• [TAREA A REALIZAR] Escribe la continuación del texto sobre el Reglamento de comercio libre y el comercio en el Río de la Plata, a partir de su última oración.

• [FRAGMENTO DE ORIGEN]
++++++++
El Reglamento para el comercio libre de España a Indias disponía que el comercio sólo pudiese
llevarse a cabo por medio de naves españolas con dotaciones del mismo origen; se promovía en
virtud del mismo la industria naval, con la construcción de navíos de alto calado, estableciéndose
para tal fin un número de puertos habilitados para el ingreso de mercaderías, que incluían en el
nuevo virreinato a Buenos Aires, Montevideo y Maldonado. Se establecía asimismo el registro de
cargas, y de consulados (autoridades marítimas) en los puertos de mayor tráfico. Asimismo se
fomentaba el intercambio entre las distintas regiones del imperio español. Por último establecía
nuevas normas fiscales, que favorecían abiertamente a las manufacturas peninsulares y la
producción de materias primas hispanoamericanas. Desde luego, al no haber llegado a España la
Revolución Industrial, “las manufacturas” se reducían a la economía tradicional de la Península
(vino, aceite, etc.). En tal sentido, el Reglamento desalentaba, cuando no prohibía, cualquier
producción en suelo hispanoamericano que fuera competencia para aquellas.
Desde la Paz de Utrecht, se había permitido el sistema de navíos de registro, el cual se reducía a
dos navíos con mercadería de importación que podían ingresar al puerto de Buenos Aires. Este
sistema, desde luego, distaba mucho de poder “inundar” con manufacturas de origen británico el
territorio del Río de la Plata. El contrabando fue de este modo una manera de compensar esta
“deficiencia”, en beneficio de las elites portuarias – antecedente directo de lo hoy llamamos
“oligarquía”- y de sus contrapartes británicas, con el consiguiente perjuicio de la administración
colonial. Cabe destacar que con la apertura del puerto de Buenos Aires se instaló el sistema de
control colonial de mercaderías de importación, la Aduana.
++++++++
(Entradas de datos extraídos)
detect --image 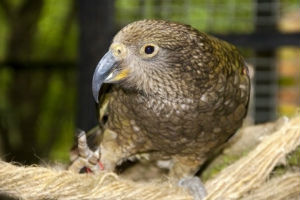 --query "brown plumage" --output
[71,20,250,198]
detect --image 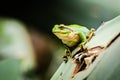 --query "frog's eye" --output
[59,25,65,30]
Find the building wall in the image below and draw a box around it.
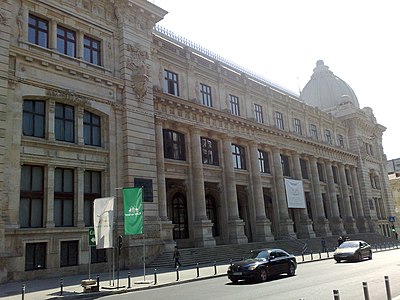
++++++++
• [RESPUESTA DEL EJERCICIO]
Por su parte, en el mercado británico había entonces gran demanda del producto rioplatense por
excelencia, el cuero, que sin lugar a dudas, constituyó el primer “ciclo” económico que tuvo lugar
en suelo argentino. Sobre él volveremos en lo sucesivo.
El cambio más radical introducido por la creación del virreinato del Río de la Plata, lo constituyó
la incorporación al mismo de la Intendencia de Charcas, que incluía las explotaciones mineras
(plata) de Potosí, otrora las más ricas de América.
“La mita – apunta Eduardo Galeano en Las Venas Abiertas de América Latina –
era una máquina de triturar indios. El empleo del mercurio para la extracción de
la plata por amalgama envenenaba tanto o más que los gases tóxicos en el
vientre de la tierra. Hacía caer el cabello y los dientes y provocaba temblores
indominables. Los ‘azogados’ se arrastraban pidiendo limosna por la calle. Seis
mil quinientas fogatas ardían en la noche sobre las laderas del cerro rico, y en
ellas se trabajaba la plata valiéndose del viento que enviaba el ‘Glorioso San
Agustín’ desde el cielo. A causa del humo de los hornos no había pastos en un
radio de seis leguas alrededor de Potosí, y las emanaciones no eran menos
implacables con los cuerpos de los hombres…” (Galeano, 2004: 61)
A partir del el siglo XVIII –momento en el cual se creó el virreinato del Río de La Plata- se
apreció en el Alto Perú un pronunciado descenso en la actividad minera, particularmente
evidente en las minas de Potosí, en abierta decadencia, en las cuales la extracción de plata
descendió de 70 a 40 toneladas anuales. Las actividades extractivas como este tipo de minería
tuvieron un final inimaginablemente dramático, que acarreó tanto la destrucción de los pueblos
originarios como el agotamiento de un recurso no renovable como la plata. La villa imperial de
Potosí, cuya población una vez llegó a los 160.000 habitantes, contaba en el siglo XVIII con
30.000 habitantes. Esta fue la coyuntura en la cual se llevarían a cabo los levantamientos de
José Gabriel Condorcanqui (1742-1781), mejor conocido como Tupac Amaru, identificados
principalmente con el descontento de los indígenas por la explotación a la que habían sido
sometidos. Estos levantamientos de genuino origen popular constituyeron un llamado de
advertencia para un imperio que ya tenía sus días contados.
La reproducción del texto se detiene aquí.